#### EXTRAIT FOURNI:
**********

Même en pleine pandémie, notre sensibilité humaine exige que tout rentre dans l’ordre social. Que les corps humains soient traités avec pudeur jusqu’à après la mort. On est loin des chars débordants de cadavres qui sillonnaient les rues lors de la Grippe Espagnole de 1918. L’indécence de ces cadavres non-enterrés nous répugne, nous rappelle le chaos qui n’est jamais très loin.

Jamais très loin… mais que nous avons réussi à éloigner de mieux en mieux. Depuis la fin des Grandes Guerres, notre civilization s’est hissé au-dessus des tranchées boueuses de la guerre, des usines sombres de la révolution industrielle, des mines de charbon où l’on enfouissait nos hommes et mêmes nos enfants, pour se construire une civilization de tours reluisantes, de rues et de trottoirs pavés, balayés et déneigés, de température climatisée, de sorte qu’on n’est jamais obligé de se souiller les semelles (rouges) de nos talons hauts et Oxfords, jamais obligés de sentir un courant d’air frisquet sur notre peau délicate. (On s’entend que c’est le cas seulement des citadins les plus privilégiés de ce monde, car il y a encore bien des ouvriers labourant dans des usines, bien des enfants sans sandales, la misère n’a pas donné de répit à tous.)

**********

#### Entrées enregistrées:
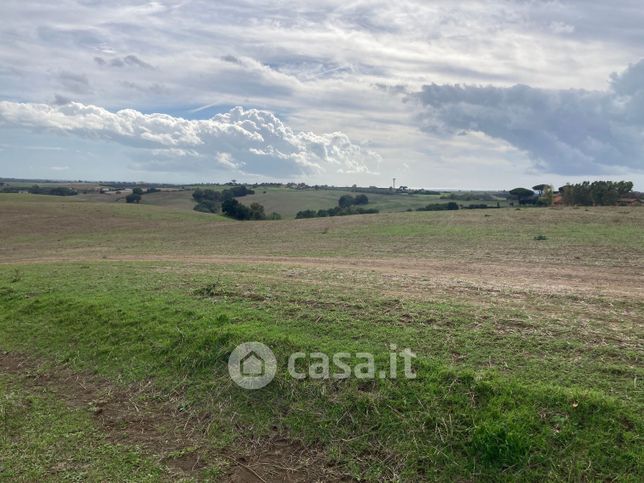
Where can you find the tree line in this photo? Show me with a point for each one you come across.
(347, 205)
(211, 201)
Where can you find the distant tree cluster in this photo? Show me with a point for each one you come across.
(209, 201)
(347, 205)
(469, 196)
(597, 193)
(42, 190)
(452, 205)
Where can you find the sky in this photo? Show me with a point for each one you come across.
(438, 94)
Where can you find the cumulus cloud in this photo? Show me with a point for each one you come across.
(250, 141)
(563, 131)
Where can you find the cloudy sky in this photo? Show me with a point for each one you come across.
(442, 94)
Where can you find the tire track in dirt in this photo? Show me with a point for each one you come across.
(608, 281)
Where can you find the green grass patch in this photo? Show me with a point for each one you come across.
(526, 400)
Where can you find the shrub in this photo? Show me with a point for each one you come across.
(133, 198)
(345, 201)
(361, 200)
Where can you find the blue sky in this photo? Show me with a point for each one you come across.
(437, 94)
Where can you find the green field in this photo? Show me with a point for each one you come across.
(529, 351)
(285, 201)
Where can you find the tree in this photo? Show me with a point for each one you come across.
(345, 201)
(257, 212)
(306, 214)
(548, 196)
(522, 194)
(603, 193)
(541, 188)
(133, 198)
(361, 200)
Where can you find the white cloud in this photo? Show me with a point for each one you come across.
(250, 141)
(319, 64)
(563, 131)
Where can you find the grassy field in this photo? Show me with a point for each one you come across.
(285, 201)
(529, 351)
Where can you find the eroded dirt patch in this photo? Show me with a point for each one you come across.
(136, 415)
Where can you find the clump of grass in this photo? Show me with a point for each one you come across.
(16, 277)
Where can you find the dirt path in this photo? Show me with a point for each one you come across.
(555, 279)
(136, 415)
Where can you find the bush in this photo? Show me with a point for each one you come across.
(361, 200)
(305, 214)
(602, 193)
(345, 201)
(133, 198)
(452, 205)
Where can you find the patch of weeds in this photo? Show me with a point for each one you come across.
(16, 276)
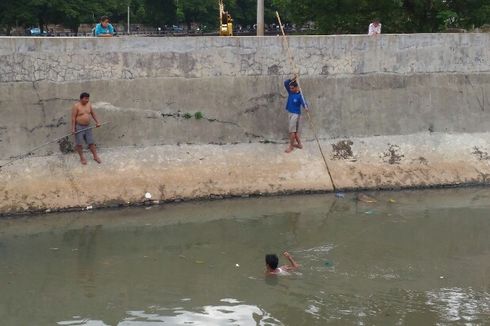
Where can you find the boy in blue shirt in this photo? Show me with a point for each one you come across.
(104, 28)
(293, 106)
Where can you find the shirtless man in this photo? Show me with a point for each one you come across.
(80, 120)
(272, 262)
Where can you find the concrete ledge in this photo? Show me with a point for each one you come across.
(202, 171)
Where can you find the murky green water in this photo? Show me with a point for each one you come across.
(412, 258)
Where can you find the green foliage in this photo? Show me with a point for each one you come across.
(328, 16)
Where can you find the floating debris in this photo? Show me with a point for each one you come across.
(328, 263)
(365, 198)
(339, 195)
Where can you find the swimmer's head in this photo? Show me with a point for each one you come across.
(84, 97)
(272, 261)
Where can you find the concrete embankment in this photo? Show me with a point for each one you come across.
(200, 117)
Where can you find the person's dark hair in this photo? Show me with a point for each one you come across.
(272, 260)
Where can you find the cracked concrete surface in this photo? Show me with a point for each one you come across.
(393, 111)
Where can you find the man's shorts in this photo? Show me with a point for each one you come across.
(294, 122)
(85, 135)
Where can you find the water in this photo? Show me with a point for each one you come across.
(411, 258)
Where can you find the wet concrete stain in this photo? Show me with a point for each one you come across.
(392, 155)
(480, 154)
(342, 150)
(66, 146)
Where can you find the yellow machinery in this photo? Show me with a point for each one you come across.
(226, 22)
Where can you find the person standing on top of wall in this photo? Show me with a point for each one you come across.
(375, 27)
(104, 28)
(293, 106)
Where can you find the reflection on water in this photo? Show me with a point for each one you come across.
(231, 312)
(411, 258)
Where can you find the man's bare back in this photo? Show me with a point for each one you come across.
(82, 113)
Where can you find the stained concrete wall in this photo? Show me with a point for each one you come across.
(391, 111)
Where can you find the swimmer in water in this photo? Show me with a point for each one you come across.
(272, 261)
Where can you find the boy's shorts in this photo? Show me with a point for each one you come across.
(294, 122)
(85, 135)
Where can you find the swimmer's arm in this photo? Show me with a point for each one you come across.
(92, 112)
(74, 112)
(291, 261)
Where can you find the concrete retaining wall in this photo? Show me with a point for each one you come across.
(391, 111)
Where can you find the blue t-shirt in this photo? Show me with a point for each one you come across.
(100, 30)
(295, 100)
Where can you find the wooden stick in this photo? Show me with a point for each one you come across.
(296, 72)
(19, 157)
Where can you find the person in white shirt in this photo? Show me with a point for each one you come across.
(374, 28)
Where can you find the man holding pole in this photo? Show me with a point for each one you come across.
(82, 112)
(293, 106)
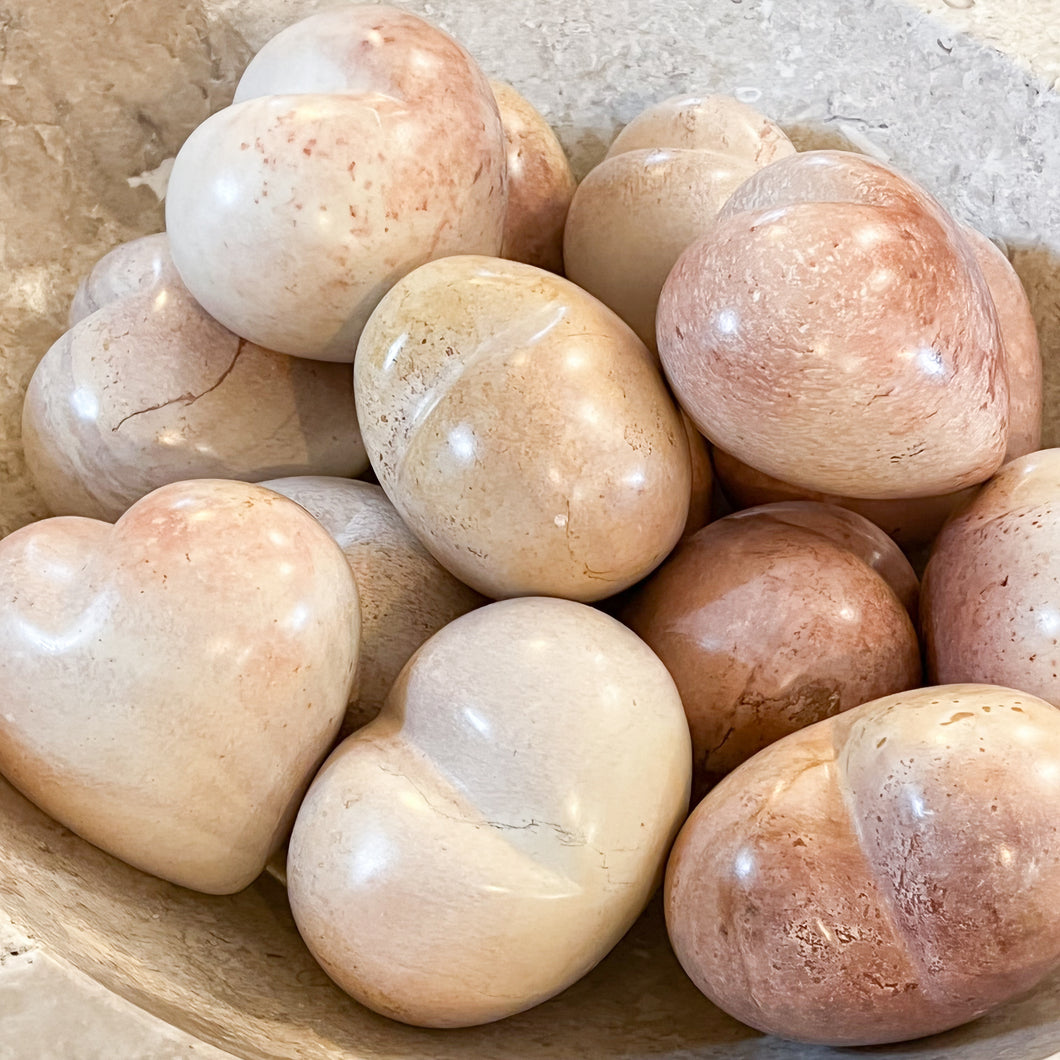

**********

#### CONSIGNE 1:
Indiquez si chacun des énoncés suivants concorde avec l'extrait sur la pandémie. Justifiez chaque réponse, oui ou non, par les mots décisifs de l'extrait, cités tels quels. (a) L'extrait évoque des chars remplis de cadavres lors de la Grippe espagnole de 1918. (b) Selon l'extrait, plus personne dans le monde ne connaît la misère. (c) L'extrait affirme que notre civilisation s'est élevée au-dessus des tranchées depuis la fin des Grandes Guerres.
#### CONSIGNE 2:
Substituez « dépouilles » à « cadavres » dans l'extrait sur la pandémie. Recopiez ensuite tout ce qui va de « Même en pleine » jusqu'à « jamais très loin. ».
#### CONSIGNE 3:
Rédigez la suite de l'extrait sur la pandémie, à partir de sa dernière phrase.

#### VOTRE RÉPONSE 1:
(a) Oui : « On est loin des chars débordants de cadavres qui sillonnaient les rues lors de la Grippe Espagnole de 1918 ».
(b) Non : « la misère n’a pas donné de répit à tous ».
(c) Oui : « Depuis la fin des Grandes Guerres, notre civilization s’est hissé au-dessus des tranchées boueuses de la guerre ».

#### VOTRE RÉPONSE 2:
Même en pleine pandémie, notre sensibilité humaine exige que tout rentre dans l’ordre social. Que les corps humains soient traités avec pudeur jusqu’à après la mort. On est loin des chars débordants de dépouilles qui sillonnaient les rues lors de la Grippe Espagnole de 1918. L’indécence de ces dépouilles non-enterrés nous répugne, nous rappelle le chaos qui n’est jamais très loin.

#### VOTRE RÉPONSE 3:
Ces constructions glorieuses nous éloignent de la substance glueuse de la vie, nous font oublier nos origines brutales. La distanciation civilisationnelle qu’on pratique depuis plusieurs générations nous a rendus non-résilients. Nous sommes d’une génération aseptisée, de moins en moins en relation avec la nature à son état cru, qu’on nous vend dans un emballage touristique bien frotté et mis au propre, un fond de scène parfait pour nos selfies. 

Que reste-t-il de nos artifices? Bien peu à vrai dire – d’où l’importance de la dignité des corps, l’ultime repère de notre dignité collective.

Comment retrouver notre confort et être bien ? C’est en s’exposant à la vie dans sa laideur comme dans sa beauté qu’on apprendra à la réapprivoiser. Si la pandémie nous oblige à lâcher nos peurs et manies pour non seulement accepter la fatalité qu’est la mort (et déjà là c’est beaucoup demander!) mais aussi de se familiariser avec l’injustice et la brutalité inhérentes à la vie, ce n’est peut-être pas une mauvaise chose.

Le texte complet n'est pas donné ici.